STATED TASK 1: Copy out every line of the records that contains the word "light".

* start SELECTION *

The texts and their linguistic annotation
The SHC texts differ from their TCP source files in several ways. The SGML encoding of the source files has been transformed into TEI-Simple, a pure subset of TEI-P5. This is largely a formal matter, but we think that the TEI Simple files will be a little easier to work with. Long ‘s’ has been dropped, and some brevigraphs or other abbreviations have been tacitly resolved. Thus ‘ye’ and ‘yt’ appear as ‘the’ and ‘that’. Some readers may lament the fact that long 's' has not been preserved. If it is merely a matter of displaying a text for reading, it does not matter whethr there are one, two, or even more ways of writing a very common letter. But as soon as you query the text or copy from it, multiple symbols for the same letter substantially complicate the task of interacting with the text. But interactive (and unpredictable) engagements with a text are of the essence in a digital world. That may be the reason why the otherwise extremely faithful transcription of the Bodleian Shakespeare Folio collapses short and long 's'.
More importantly, the texts have been linguistically annotated with MorphAdorner, a Natural Language Processing toolkit developed by Philip R. Burns. In the second part of Shakespeare’s
It will be proved to thy face that thou hast men about thee that usually talk of a noun and a verb, and such abominable words as no Christian ear can endure to hear. (2 Henry VI, 4.7.35ff.)

* end SELECTION *
* start DATASET RECORDS *

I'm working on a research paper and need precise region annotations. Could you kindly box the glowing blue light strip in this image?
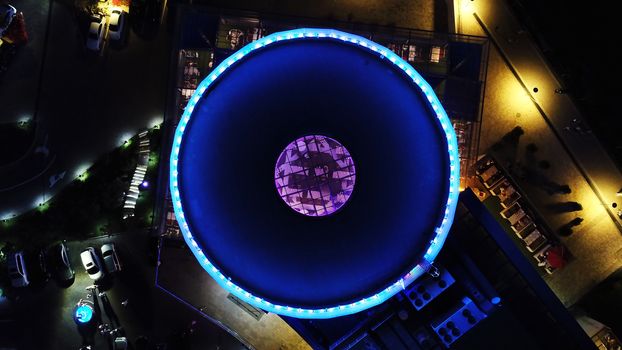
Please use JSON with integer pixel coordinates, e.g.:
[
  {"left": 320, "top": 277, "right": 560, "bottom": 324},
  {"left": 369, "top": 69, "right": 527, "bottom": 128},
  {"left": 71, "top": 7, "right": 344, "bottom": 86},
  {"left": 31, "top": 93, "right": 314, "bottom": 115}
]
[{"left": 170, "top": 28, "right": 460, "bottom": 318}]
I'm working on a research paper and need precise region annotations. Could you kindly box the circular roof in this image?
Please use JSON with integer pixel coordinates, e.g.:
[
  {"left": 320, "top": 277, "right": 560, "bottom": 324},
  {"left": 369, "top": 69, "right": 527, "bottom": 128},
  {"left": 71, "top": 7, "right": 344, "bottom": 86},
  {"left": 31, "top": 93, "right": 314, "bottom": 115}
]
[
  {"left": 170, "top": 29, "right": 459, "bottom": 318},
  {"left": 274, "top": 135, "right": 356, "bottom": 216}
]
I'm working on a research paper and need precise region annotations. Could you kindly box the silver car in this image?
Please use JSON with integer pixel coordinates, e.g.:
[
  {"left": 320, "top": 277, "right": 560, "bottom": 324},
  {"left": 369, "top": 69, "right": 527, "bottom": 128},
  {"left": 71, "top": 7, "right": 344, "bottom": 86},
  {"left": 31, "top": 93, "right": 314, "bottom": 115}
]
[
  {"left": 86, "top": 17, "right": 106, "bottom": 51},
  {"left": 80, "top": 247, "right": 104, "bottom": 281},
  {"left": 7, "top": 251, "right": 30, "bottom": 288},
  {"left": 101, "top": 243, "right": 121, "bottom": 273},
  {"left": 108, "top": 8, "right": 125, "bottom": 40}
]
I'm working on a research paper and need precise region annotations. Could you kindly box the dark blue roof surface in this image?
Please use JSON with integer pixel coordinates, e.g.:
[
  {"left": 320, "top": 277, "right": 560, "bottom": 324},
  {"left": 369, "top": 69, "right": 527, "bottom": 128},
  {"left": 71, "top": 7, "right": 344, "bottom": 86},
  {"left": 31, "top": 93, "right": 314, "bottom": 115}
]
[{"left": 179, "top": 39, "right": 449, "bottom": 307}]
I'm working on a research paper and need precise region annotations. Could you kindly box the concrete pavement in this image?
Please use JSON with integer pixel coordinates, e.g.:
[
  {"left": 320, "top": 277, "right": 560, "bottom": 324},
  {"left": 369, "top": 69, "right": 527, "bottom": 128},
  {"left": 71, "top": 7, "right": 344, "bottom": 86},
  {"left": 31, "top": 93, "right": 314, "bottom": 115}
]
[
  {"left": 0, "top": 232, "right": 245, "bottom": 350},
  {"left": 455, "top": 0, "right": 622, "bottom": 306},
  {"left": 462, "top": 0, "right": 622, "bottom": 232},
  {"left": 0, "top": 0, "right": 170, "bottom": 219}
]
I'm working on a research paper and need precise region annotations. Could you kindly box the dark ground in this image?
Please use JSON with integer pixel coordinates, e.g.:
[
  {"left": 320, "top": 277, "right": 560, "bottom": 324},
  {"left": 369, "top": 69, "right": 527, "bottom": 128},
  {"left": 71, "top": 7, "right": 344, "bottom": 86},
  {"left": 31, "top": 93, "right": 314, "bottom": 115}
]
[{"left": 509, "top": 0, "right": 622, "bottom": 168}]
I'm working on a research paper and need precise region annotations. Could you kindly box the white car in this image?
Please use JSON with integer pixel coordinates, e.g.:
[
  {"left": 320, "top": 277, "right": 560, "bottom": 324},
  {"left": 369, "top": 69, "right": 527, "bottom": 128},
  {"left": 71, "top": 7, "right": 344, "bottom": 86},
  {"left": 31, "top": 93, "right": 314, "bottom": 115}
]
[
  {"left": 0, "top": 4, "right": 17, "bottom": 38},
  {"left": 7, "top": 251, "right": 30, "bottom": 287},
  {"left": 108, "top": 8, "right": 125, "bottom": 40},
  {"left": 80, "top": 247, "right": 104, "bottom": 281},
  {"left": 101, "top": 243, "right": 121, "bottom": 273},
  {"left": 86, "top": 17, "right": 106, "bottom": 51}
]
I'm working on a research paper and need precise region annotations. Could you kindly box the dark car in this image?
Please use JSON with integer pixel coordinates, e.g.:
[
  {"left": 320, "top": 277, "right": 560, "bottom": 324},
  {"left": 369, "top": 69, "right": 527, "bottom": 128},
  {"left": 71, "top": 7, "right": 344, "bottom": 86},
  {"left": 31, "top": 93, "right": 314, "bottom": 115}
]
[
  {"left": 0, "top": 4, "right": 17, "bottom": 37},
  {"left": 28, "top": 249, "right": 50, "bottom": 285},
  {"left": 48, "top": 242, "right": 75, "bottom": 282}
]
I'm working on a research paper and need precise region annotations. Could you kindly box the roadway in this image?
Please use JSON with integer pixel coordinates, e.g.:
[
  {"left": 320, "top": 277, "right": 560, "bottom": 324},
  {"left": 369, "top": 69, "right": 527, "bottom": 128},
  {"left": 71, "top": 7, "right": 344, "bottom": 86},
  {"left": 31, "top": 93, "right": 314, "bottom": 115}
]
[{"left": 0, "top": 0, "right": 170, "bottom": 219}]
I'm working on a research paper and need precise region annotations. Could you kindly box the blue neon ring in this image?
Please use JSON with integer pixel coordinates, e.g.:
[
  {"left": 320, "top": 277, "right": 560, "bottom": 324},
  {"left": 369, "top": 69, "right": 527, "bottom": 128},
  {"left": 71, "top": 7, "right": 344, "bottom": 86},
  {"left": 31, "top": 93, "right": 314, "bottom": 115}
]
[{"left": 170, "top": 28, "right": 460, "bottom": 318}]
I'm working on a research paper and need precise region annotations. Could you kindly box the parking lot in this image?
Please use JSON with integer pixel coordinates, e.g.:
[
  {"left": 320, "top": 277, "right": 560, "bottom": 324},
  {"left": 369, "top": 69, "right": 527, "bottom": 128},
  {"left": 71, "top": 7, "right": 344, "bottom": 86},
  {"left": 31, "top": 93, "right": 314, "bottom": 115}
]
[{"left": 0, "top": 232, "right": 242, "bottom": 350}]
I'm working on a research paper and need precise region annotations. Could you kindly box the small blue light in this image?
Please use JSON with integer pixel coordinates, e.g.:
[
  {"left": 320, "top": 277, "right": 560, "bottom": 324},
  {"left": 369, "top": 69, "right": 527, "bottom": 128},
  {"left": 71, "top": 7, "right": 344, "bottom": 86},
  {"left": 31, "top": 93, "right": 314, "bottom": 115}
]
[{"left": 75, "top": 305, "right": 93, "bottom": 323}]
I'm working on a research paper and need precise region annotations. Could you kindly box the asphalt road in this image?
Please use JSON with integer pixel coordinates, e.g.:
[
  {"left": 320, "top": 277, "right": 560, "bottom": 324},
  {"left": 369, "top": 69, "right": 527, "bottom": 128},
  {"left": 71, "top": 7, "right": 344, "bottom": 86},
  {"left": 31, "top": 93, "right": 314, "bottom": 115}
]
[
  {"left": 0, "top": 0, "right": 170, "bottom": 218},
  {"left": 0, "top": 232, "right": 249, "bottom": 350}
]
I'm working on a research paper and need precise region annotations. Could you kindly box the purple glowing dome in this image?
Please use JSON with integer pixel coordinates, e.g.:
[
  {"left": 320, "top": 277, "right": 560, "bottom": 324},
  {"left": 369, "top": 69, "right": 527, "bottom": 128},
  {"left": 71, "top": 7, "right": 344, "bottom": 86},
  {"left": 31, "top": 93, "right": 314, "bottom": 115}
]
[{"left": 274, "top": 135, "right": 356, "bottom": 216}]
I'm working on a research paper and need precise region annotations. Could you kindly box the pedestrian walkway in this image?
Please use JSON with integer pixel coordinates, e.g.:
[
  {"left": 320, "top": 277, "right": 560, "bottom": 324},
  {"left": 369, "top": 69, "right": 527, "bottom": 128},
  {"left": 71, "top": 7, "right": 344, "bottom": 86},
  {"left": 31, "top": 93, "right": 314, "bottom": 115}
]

* end DATASET RECORDS *

STATED TASK 2: In the passage on the SHC texts, what encoding was the SGML of the source files transformed into?

WORKED ANSWER 1:
I'm working on a research paper and need precise region annotations. Could you kindly box the glowing blue light strip in this image?
I'm working on a research paper and need precise region annotations. Could you kindly box the small blue light in this image?

WORKED ANSWER 2: TEI-Simple, a pure subset of TEI-P5.